_Extract provided:_
::::

Today we start a process to answer some of the big questions that you and other New Zealanders have posed. The things that are important to you and to our country and that need fixing.

Over the next two years National Party members and our MPs will discuss and debate and engage to develop the policies and solutions that New Zealand needs.

Nick Smith started this process with you earlier in the year at our Regional conferences.

I want to thank Nick for his work and to thank all of you for being involved in this process.

You have told us that you want New Zealand to be a great place to live, work and raise a family with a strong economy so we can lift incomes, invest in the environment and have world class healthcare and education.

You want a National Government that will lift Kiwis up and trust them to make choices for themselves. That will empower New Zealanders to work hard and get ahead. And to enable New Zealanders to raise families in one of the greatest little countries on the planet.

Today I announce the seven fixes that National will be talking to Kiwis about.

We must strive to lift incomes and reduce the cost of living.

Right now New Zealand is a relatively low income country towards the bottom of the OECD

Today Kiwis have to work harder and longer than their Australian cousins to earn the same wage. It shouldn’t be that way. It’s why we are again losing people to Australia. It’s one of the reasons we have a skills shortage – doctors and nurses are better off in Australia.

Lower incomes mean fewer choices for the kiwi family. It’s harder for them to provide for their families and communities. To invest in businesses. We want more New Zealanders to be in a position to have choices in life, to be less reliant upon the government.

We must create an environment where business succeeds, where we raise productivity by producing goods and services of higher value, where there is less government interference, fewer costly regulations and where business can pay higher wages because they earn more not because people work longer.

Today we start the debate on ‘How do we lift incomes so New Zealanders can raise a family and get ahead?’

The second is technology and its role in increasing incomes and growing the economy

One of the highest paying sectors in the New Zealand economy is the Technology sector.

This is probably not the first time you have heard me talk about this. And it won’t be the last.

It is a portfolio I have taken on for myself and one I will keep as Prime Minister. You see, a young New Zealander leaving university with a Technology degree has the potential to earn more during their life than almost any other graduate that year.

From Fisher & Paykel Healthcare, to Gallagher’s in the Waikato, to our very own Space Company RocketLab, we punch above our weight.

The technology sector represents a huge opportunity for New Zealand. Tech is one of the world’s most highly productive and fastest growing industries. With potential to deliver fulfilling, exciting, high-paying jobs of the future for our young people. It will enhance our existing industries. Help us meet our sustainability and climate change obligations and drive many of the solutions we need in the primary sector. It will drive productivity gains across the entire economy and mean that kiwis will earn more.

Farmers and horticulturists have been early adopters of improved technology and science.

Productivity increases need to be shared across our economy.

Next month we will be holding a Technology Summit to engage with the best and brightest minds from across the technology sector, and to begin to chart a path forward for New Zealand.

::::

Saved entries
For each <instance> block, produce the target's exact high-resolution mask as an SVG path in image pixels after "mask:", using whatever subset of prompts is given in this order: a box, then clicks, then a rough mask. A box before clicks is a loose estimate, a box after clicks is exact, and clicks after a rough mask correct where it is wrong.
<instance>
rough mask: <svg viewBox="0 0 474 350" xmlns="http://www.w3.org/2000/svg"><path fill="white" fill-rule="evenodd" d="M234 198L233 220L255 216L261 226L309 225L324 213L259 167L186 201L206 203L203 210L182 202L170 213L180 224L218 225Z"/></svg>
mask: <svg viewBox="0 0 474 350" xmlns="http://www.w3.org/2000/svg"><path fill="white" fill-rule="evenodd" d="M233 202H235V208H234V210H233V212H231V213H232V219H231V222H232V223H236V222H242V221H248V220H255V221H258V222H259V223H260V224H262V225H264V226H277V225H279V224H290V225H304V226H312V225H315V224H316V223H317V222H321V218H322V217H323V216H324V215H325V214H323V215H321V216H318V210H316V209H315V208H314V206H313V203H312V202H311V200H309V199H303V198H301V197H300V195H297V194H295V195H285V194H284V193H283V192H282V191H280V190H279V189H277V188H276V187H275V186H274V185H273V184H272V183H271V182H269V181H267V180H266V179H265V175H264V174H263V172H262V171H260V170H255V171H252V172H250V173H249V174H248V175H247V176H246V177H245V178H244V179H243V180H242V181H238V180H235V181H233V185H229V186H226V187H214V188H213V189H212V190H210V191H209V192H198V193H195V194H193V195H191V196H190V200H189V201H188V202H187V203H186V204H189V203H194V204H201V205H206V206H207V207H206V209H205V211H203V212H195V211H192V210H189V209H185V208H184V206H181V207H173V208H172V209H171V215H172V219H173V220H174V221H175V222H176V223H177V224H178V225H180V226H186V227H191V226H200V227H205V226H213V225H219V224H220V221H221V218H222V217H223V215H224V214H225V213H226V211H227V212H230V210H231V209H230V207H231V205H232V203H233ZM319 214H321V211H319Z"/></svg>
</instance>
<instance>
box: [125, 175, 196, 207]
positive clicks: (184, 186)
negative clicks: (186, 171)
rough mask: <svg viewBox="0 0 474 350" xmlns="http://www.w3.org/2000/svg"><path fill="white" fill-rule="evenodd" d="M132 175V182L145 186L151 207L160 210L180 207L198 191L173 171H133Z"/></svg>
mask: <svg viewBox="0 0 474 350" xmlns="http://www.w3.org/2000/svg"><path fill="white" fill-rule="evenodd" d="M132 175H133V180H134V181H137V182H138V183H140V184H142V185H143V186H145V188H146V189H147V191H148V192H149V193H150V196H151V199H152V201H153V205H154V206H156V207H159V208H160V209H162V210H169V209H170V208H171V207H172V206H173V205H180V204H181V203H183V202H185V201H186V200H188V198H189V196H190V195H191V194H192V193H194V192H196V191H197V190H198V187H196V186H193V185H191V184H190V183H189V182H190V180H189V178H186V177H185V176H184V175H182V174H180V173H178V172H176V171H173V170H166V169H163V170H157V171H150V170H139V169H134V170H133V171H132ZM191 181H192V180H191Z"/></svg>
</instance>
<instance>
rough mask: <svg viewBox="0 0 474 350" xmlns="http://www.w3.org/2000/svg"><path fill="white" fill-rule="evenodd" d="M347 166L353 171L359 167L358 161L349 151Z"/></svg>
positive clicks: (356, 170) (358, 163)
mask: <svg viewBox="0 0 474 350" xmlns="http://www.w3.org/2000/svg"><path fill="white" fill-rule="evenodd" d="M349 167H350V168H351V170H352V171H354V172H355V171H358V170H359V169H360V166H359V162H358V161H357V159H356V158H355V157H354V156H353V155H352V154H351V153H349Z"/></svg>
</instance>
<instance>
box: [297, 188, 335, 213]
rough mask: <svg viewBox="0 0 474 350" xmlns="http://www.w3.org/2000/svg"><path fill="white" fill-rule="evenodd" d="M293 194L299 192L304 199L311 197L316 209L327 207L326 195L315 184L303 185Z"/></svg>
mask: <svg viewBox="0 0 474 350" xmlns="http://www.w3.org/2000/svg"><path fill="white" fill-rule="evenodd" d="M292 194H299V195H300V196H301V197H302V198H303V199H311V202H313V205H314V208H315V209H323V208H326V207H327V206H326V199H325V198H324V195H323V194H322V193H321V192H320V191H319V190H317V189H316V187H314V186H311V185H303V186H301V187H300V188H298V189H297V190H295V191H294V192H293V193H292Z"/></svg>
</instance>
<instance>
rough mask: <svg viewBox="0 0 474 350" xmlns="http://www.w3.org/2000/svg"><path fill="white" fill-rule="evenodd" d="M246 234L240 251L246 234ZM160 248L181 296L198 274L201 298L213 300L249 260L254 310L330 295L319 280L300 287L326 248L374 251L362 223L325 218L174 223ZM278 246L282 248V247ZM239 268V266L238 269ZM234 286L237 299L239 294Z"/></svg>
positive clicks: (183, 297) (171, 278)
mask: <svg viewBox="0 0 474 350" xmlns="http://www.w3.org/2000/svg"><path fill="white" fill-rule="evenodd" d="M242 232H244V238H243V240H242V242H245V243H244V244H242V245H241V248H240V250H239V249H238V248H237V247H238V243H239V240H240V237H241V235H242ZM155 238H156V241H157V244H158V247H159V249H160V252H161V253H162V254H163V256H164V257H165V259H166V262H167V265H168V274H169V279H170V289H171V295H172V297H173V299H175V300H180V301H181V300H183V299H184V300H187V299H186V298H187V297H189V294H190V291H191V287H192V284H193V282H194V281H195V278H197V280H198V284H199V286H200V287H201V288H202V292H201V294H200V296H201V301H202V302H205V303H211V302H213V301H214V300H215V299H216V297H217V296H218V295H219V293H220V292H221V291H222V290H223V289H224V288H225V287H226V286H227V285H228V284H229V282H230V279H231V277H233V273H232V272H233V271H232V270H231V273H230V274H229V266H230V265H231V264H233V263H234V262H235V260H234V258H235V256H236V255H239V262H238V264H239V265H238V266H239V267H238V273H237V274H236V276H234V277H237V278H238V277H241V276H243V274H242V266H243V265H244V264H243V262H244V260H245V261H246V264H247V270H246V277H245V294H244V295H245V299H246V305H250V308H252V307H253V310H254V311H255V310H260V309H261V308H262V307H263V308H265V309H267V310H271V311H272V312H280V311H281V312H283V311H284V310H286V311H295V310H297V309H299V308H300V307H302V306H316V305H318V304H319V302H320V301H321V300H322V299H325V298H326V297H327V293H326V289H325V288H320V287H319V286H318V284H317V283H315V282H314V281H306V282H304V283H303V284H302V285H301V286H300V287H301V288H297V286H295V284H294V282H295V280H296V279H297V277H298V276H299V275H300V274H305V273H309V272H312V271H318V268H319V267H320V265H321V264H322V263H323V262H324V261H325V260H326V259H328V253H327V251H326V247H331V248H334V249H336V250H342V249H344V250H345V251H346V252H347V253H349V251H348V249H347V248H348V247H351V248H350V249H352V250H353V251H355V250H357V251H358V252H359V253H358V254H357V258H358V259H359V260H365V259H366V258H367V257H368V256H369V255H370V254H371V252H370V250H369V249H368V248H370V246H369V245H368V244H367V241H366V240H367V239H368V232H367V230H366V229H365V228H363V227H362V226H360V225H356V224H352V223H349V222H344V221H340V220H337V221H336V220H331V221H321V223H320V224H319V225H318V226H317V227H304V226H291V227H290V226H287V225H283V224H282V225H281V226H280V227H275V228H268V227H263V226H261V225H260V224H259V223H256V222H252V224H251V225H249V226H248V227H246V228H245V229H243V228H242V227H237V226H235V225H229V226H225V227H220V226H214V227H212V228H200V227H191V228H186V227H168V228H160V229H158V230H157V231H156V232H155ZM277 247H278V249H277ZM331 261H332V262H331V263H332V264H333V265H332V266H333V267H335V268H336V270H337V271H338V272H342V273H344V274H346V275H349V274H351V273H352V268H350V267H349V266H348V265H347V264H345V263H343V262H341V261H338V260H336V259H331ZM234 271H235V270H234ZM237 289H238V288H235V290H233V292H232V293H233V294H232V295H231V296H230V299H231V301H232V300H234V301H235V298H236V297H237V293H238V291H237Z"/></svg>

::::

_Exercise requirements:_
(a) Answer these questions about the speech on National's seven fixes:
(i) Who started this process earlier in the year, and at what events?
(ii) How many fixes does the speaker announce that National will be talking to Kiwis about?
(iii) What will be held next month to engage with minds from across the technology sector?
(b) Can you proceed with the speech on National's seven fixes, picking up right after its final sentence?
You won't need the saved entries at all.

_Results by task:_
(a)
(i) Nick Smith, at the Regional conferences.
(ii) Seven.
(iii) A Technology Summit.

(b)
So today we start the debate ‘How do we nurture a growing tech sector that creates more and better paying jobs and competes on the world stage?’

The third area of focus is an area that I believe is the number one social and economic issue New Zealand faces, and that’s housing.

Every week up and down the country I’m approached by Kiwis who worry their children will never achieve the dream of home ownership.

Labour has failed New Zealanders on housing and in the process have caused disposable incomes to disappear and hardship to increase. It means people are delaying decisions like having a family or starting a business. It means less stability for families. It means children growing up in small rooms in emergency motels.

KiwiBuild isn’t their only disaster.

Labour’s changes to tenancy and tax laws have seen rental costs increase by more than $100 per week, driving up Kiwis’ cost of living and locking many of them out of the housing market. And Labour has been extraordinarily slow to address our RMA issues. Now that David Parker has released draft legislation we see Labour plans to make the RMA more, rather than less, complex.

The way we approach town planning must change. We must give people the right to build –we can’t let home owners continue to be buried in planning rules. I have already introduced a Member’s Bill that would put in place emergency powers similar to those we used to speed up house building following the Christchurch earthquakes.

It would also provide local authorities with a $50,000 infrastructure grant for every new home they consent above their historical average. This is a short-term solution to planning challenges and infrastructure investment – a desperately needed one.

But we also need to develop the long-term fixes that address the cost of land, funding infrastructure, and also the Building Act and the cost of building materials.

So today we start the debate: Why does it cost so much to build or own a home in New Zealand and what can we do to fix it?

Because, rest assured, we will fix it!

Our current location, here in Manukau, is quite fitting for the fourth issue that needs fixing, which is transport. Getting from here, in South Auckland, to the CBD takes more than an hour using public transport. It’s a 20-minute drive with no traffic, but at least 60 minutes during rush hour – if you’re lucky.

And, of course, this is also where one end of the Mill Road Project was supposed to connect. A project that would have helped 120,000 people. But the Government cancelled that so they could build a cycle bridge that might benefit a few thousand on a sunny, windless day!

In fact they cancelled 12 roads that New Zealand desperately needs as soon as they came to government.

It is vitally important that people in New Zealand can get home to their families quickly and safely each day. Every day hundreds of thousands of New Zealanders lose between 30 minutes and an hour, to traffic. This is time mums and dads spend away from their children. The time a tradie spends not building a house. Goods spent not moving, making our country less productive.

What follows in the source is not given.